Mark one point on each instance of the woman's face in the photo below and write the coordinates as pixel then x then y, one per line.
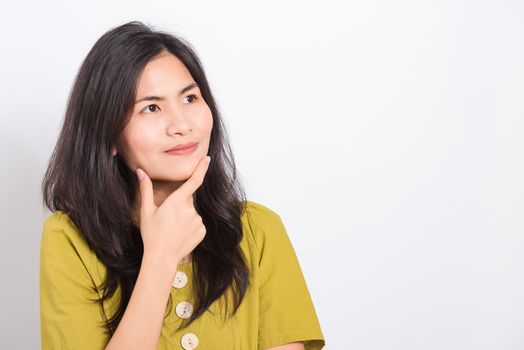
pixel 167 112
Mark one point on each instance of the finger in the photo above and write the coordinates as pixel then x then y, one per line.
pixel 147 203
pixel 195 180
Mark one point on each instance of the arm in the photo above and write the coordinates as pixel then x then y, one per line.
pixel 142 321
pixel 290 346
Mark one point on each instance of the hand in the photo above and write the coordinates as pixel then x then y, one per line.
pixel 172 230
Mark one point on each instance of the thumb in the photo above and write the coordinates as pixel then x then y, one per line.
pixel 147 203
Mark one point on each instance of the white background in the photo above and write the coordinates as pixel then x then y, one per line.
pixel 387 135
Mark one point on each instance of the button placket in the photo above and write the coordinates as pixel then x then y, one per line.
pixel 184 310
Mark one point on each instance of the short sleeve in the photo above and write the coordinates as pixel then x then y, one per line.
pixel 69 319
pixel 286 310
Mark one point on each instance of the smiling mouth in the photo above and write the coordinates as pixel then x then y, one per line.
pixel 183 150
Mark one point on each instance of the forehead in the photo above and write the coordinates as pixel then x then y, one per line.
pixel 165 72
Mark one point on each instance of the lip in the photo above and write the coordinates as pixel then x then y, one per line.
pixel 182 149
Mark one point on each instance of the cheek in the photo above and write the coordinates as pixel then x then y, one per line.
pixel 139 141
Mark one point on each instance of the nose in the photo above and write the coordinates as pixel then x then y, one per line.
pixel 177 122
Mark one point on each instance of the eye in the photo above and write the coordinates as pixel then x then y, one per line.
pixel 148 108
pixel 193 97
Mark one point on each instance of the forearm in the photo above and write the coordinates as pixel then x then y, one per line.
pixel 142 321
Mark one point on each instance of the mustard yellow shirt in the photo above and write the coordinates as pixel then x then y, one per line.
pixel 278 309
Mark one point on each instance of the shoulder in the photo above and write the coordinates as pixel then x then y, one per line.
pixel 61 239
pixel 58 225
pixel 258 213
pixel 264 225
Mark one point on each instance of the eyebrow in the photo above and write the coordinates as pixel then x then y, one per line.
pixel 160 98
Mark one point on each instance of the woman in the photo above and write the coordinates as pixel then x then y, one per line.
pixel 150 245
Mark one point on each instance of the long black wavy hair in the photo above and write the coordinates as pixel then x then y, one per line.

________________________________________

EXERCISE DETAILS:
Can you reproduce the entries from the line that has "Mark one point on each instance of the eyebrow" through the end, replacing "photo" with "image" and leaving everything else unchanged?

FULL OUTPUT:
Mark one point on each instance of the eyebrow in the image above and write the coordinates as pixel then x then y, one per line.
pixel 160 98
Mark one point on each instance of the woman in the image above and write the coordinates as pixel then x then y, one per line.
pixel 150 245
Mark one point on each instance of the long black wavy hair in the image above and write the coordinates as pixel then x then y, one per line.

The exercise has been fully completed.